## [Trecho selecionado]
GRAZIELLE ALBUQUERQUE

Um homem de boa-fé. Para além da retórica, é isto que transcende no contato com Ariano Suassuna. Poderia se falar muitas coisas sobre o escritor, o teatrólogo, o artista. Porém, no pouco tempo em que pude conversar com Ariano, desnudou-se a capa de qualquer pompa. Ali, diante de mim, vi um ser humano preocupado com o próximo e com as possibilidades do seu tempo. Generoso, afasta qualquer tentativa de rapapés ou burocracias. Longe de polêmicas, Ariano conta causos e fala do cotidiano. Mansamente, ele nos desperta algo de melhor, como uma esperança sem vícios, própria da meninice. Foi assim que as perguntas viraram conversa e, pela literatura, foi se falar da vida.

(...)

• Seu trabalho está repleto do sentido dado às pessoas e aos atos, mesmo crítica social tem um fundo de esperança. O senhor acha que o público atual, urbano, ligado numa séria de atrativos eletrônicos, conhece ou se interessa por esse sertão do encantamento? O Brasil conhece esse sertão?
O Brasil conhece muito pouco o Brasil e o próprio sertão, em particular. E quando digo isso não estou me excluindo, não. Por exemplo, já estive na Amazônia, mas não posso dizer que conheço a Amazônia. O Brasil é muito grande e cabe a nós, escritores nordestinos e sertanejos, chamar atenção para nossa realidade. Não só para o sertão ruim, mas para o do encantamento. Não nego a sua face dura, com as vinganças, secas, fome. E isso você encontra na minha obra. Mas nela também é possível ver o sertão afirmativo, do amor pela vida. E meu grande amigo João Cabral de Melo Neto, que era mais da família de Graciliano Ramos do que da minha, quando publiquei A pedra do reino, escreveu um poema que me deixou contentíssimo porque dizia: "Foi bom que se visse que o sertão não fala só a língua do não".

• A astúcia é mesmo a coragem dos pobres? Gostaria que o senhor falasse um pouco dessa superação pelo humor.

## [Suas tarefas]
1. Repita o trecho da entrevista com Ariano Suassuna que vai de "Um homem de" até "falar da vida.", incluindo as duas pontas.
2. Na entrevista com Ariano Suassuna, quem escreveu um poema quando ele publicou A pedra do reino?

## [Registros extraídos]

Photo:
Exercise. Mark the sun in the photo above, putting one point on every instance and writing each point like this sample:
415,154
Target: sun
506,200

==

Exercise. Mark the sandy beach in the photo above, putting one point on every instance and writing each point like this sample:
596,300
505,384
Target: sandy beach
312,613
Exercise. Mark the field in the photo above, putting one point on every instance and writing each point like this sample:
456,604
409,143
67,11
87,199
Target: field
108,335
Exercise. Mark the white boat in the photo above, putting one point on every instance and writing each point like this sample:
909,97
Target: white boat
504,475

---

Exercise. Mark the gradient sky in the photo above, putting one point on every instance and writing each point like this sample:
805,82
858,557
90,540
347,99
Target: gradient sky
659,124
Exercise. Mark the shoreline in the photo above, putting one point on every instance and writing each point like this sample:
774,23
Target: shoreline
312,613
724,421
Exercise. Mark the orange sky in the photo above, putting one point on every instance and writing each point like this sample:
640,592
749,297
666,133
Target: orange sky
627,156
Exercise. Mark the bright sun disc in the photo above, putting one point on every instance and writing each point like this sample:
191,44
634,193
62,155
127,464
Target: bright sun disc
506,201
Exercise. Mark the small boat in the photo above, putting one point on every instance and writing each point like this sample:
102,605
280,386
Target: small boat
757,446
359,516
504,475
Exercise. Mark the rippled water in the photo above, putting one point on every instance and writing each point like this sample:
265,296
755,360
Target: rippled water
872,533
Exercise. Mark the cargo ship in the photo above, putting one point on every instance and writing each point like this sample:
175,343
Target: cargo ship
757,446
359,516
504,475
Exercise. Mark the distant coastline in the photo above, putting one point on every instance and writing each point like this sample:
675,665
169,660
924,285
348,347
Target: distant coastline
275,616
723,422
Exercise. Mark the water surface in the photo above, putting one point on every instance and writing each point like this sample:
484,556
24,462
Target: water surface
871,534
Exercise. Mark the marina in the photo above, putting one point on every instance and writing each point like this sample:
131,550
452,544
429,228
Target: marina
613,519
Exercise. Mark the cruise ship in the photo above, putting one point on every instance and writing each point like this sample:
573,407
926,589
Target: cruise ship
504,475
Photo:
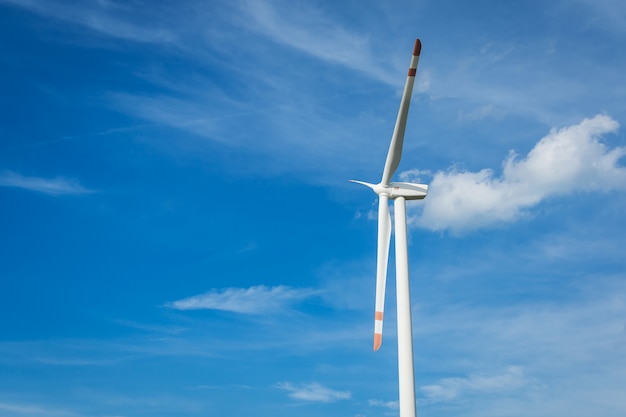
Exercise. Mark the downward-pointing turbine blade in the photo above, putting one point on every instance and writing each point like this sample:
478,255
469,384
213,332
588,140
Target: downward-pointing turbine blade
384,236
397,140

## [Resultados]
1.
Um homem de boa-fé. Para além da retórica, é isto que transcende no contato com Ariano Suassuna. Poderia se falar muitas coisas sobre o escritor, o teatrólogo, o artista. Porém, no pouco tempo em que pude conversar com Ariano, desnudou-se a capa de qualquer pompa. Ali, diante de mim, vi um ser humano preocupado com o próximo e com as possibilidades do seu tempo. Generoso, afasta qualquer tentativa de rapapés ou burocracias. Longe de polêmicas, Ariano conta causos e fala do cotidiano. Mansamente, ele nos desperta algo de melhor, como uma esperança sem vícios, própria da meninice. Foi assim que as perguntas viraram conversa e, pela literatura, foi se falar da vida.

2. João Cabral de Melo Neto.